# Work to complete
Where in the records does the word "mask" occur? Copy each line in which it does.

# The data
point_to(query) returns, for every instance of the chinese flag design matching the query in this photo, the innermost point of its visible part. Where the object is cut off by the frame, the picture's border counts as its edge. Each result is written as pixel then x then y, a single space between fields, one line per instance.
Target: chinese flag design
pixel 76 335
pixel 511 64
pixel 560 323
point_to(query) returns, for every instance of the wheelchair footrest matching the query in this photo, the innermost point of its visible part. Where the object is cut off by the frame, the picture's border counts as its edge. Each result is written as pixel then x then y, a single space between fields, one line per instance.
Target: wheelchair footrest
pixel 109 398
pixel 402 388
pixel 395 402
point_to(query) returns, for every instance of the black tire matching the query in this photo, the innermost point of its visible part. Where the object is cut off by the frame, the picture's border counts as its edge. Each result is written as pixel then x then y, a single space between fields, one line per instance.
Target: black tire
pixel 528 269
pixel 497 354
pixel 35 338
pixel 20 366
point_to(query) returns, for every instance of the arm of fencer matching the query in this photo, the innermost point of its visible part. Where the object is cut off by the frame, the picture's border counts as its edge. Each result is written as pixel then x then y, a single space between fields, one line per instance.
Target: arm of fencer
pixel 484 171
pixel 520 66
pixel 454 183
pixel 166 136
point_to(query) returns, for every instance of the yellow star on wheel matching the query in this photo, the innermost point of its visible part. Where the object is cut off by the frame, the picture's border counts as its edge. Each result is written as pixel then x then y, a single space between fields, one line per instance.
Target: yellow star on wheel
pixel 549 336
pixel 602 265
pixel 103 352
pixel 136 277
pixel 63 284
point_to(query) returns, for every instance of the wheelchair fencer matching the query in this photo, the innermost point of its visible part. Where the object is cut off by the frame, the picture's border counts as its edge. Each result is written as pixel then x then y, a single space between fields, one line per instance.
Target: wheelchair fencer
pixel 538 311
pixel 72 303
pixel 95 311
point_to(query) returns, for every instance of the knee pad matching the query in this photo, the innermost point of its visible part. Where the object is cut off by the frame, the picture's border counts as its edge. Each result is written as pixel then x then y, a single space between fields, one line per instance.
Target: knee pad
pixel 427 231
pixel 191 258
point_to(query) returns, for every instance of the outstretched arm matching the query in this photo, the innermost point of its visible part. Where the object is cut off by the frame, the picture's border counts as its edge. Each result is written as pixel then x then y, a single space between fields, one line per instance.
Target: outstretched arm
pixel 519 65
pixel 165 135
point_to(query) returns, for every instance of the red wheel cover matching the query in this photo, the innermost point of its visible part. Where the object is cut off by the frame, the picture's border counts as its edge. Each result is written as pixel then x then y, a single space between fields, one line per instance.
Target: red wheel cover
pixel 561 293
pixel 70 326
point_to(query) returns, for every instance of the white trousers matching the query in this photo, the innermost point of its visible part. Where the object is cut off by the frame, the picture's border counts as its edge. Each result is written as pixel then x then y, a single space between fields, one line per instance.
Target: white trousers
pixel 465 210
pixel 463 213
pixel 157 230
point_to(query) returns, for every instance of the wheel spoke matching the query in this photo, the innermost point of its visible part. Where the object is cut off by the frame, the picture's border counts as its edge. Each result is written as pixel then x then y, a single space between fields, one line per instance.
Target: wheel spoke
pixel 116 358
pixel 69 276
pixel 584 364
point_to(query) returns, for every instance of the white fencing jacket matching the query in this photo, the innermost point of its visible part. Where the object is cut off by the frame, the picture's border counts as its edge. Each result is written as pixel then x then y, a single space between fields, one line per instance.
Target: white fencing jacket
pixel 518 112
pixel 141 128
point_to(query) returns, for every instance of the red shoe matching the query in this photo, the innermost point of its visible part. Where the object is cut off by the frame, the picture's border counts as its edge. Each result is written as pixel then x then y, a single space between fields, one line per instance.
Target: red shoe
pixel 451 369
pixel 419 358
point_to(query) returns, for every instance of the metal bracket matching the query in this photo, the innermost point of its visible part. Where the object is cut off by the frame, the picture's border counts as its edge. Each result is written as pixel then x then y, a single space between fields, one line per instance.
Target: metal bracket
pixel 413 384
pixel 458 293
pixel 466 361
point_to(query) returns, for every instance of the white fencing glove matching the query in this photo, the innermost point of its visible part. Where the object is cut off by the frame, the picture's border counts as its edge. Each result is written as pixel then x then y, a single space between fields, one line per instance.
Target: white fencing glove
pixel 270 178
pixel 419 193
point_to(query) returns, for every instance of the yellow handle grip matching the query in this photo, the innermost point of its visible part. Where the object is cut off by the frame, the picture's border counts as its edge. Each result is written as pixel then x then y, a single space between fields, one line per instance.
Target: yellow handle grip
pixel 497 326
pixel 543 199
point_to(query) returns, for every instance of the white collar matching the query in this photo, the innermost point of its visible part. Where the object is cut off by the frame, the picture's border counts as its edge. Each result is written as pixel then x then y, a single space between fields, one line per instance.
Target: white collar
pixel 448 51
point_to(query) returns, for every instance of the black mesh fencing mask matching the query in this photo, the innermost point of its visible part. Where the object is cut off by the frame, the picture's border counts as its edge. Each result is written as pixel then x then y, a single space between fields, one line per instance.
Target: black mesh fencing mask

# Solved problem
point_to(query) returns, for every instance of the black mesh fencing mask matching the query in this photo, the innermost point of its visible part. Where the object is cut off by the frame, the picture's border counts as its edge. Each result is written as pixel then x then y, a single space between fields, one line per instance.
Target: black mesh fencing mask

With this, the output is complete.